● Tasks to carry out:
(A) According to the Lenny Platt biography, what did Platt study at the University of Florida?
(B) Repeat the part of the Lenny Platt biography starting at "American actor (born" and ending at "Florida in 2006.", word for word.

● Document segment:
☆ ☆ ☆ ☆
- Born: July 25, 1984 (age 42) Philadelphia, Pennsylvania, U.S.
- Education: University of Florida (BA)
- Occupation: Actor
- Years active: 2010–present

= Lenny Platt =

American actor (born 1984)

Lenny Platt (born July 25, 1984) is an American actor known for his portrayal of Nate Salinger on the US daytime soap opera One Life to Live from 2010 to 2012 and FBI recruit Drew Perales on the ABC thriller Quantico in 2016.

==Early life==
Born in Philadelphia, Pennsylvania, Platt moved with his family to Florida at age 12. He graduated in criminology from the University of Florida in 2006.
☆ ☆ ☆ ☆
● Provided material:
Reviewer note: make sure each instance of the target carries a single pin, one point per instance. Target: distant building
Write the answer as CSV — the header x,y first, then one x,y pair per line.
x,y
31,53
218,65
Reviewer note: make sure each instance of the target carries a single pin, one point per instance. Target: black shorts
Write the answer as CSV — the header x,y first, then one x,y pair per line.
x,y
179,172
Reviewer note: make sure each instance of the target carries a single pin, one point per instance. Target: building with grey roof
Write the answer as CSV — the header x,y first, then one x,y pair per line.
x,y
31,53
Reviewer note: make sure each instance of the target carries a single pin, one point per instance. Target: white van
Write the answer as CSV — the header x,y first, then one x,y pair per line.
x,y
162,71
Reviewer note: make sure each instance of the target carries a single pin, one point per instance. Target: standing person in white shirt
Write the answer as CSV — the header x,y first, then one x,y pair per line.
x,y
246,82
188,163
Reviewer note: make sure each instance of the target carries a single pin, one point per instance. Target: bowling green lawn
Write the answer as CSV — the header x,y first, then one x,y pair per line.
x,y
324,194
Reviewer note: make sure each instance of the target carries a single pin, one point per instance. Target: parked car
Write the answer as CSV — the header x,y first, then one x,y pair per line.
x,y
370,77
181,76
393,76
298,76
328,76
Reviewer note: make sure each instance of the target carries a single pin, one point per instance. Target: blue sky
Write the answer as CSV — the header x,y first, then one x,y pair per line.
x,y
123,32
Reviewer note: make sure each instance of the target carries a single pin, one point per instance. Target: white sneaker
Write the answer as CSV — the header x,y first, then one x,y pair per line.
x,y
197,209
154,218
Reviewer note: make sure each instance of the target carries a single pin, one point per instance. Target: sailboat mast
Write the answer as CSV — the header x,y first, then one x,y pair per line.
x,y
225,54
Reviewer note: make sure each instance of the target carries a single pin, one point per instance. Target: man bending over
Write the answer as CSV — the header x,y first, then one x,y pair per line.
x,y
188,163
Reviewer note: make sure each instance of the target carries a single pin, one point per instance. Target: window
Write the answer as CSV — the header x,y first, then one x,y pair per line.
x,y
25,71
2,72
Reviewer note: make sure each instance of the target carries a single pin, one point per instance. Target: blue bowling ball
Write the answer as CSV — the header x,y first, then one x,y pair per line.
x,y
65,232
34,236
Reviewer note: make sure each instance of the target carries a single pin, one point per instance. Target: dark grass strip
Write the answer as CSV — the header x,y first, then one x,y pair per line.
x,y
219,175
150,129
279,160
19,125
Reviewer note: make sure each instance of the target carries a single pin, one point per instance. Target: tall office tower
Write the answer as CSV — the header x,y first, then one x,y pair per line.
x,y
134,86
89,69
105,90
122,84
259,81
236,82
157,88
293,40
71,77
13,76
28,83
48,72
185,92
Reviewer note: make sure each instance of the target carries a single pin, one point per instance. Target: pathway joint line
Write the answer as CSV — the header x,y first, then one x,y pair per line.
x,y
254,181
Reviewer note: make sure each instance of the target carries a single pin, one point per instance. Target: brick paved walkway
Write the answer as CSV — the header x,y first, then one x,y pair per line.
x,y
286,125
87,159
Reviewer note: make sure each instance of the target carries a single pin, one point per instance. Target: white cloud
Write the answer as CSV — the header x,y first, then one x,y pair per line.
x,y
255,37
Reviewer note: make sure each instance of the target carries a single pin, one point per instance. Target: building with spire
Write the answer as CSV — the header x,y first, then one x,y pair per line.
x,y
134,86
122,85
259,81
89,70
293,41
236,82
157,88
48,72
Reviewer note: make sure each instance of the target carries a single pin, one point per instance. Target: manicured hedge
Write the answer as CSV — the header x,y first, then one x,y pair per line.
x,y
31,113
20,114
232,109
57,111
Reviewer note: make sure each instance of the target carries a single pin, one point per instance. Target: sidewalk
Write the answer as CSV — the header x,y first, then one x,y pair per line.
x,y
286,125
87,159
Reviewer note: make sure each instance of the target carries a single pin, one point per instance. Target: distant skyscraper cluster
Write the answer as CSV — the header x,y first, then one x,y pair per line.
☆ ☆ ☆ ☆
● Results in order:
(A) Criminology.

(B)
American actor (born 1984)

Lenny Platt (born July 25, 1984) is an American actor known for his portrayal of Nate Salinger on the US daytime soap opera One Life to Live from 2010 to 2012 and FBI recruit Drew Perales on the ABC thriller Quantico in 2016.

==Early life==
Born in Philadelphia, Pennsylvania, Platt moved with his family to Florida at age 12. He graduated in criminology from the University of Florida in 2006.